**EXERCISE REQUIREMENTS**
Lines from the one containing "Definition of the keypoint: for every instance of the baseboard" through the last line of the data are to be repeated word for word, both ends included.

Location labeling records:
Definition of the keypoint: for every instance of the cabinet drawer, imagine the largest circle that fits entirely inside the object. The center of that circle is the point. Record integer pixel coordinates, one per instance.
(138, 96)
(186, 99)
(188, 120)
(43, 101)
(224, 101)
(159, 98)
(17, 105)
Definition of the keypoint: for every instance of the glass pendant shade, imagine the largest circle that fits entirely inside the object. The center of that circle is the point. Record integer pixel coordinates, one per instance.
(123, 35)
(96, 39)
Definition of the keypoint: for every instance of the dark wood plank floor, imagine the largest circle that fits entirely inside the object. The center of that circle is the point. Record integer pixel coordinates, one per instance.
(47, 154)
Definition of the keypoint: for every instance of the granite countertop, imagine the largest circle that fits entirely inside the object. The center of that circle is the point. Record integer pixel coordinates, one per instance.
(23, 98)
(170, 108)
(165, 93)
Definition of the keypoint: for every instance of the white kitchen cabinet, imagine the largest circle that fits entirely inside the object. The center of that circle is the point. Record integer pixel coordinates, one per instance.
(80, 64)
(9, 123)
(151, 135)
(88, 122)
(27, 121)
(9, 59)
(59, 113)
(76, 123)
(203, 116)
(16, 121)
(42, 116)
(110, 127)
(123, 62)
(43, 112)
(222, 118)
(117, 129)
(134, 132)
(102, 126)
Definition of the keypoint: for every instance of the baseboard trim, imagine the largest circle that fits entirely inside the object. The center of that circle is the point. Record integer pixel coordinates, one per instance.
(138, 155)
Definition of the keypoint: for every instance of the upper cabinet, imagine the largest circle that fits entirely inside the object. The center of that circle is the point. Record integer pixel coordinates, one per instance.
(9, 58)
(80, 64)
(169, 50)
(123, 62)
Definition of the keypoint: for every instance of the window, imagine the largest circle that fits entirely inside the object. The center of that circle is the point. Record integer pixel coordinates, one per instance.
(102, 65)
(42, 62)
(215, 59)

**SOLVED EXERCISE**
Definition of the keypoint: for every instance of the baseboard trim, imagine the largest circle that fits entirely inside the object. The center of that circle is the point. Record integer pixel coordinates, one per instance.
(138, 155)
Definition of the keypoint: for every instance of the upper cabinet, imagine the largest circle that fits entirely inside the object. The center of that circle is the point. Record integer pixel coordinates, one per instance.
(9, 58)
(80, 64)
(169, 50)
(123, 62)
Definition of the keypoint: for every instance of the window, imagine the largest circle that fits entirely inside the object. The center of that circle is the point. Record integer pixel coordinates, one per instance.
(102, 65)
(42, 62)
(215, 59)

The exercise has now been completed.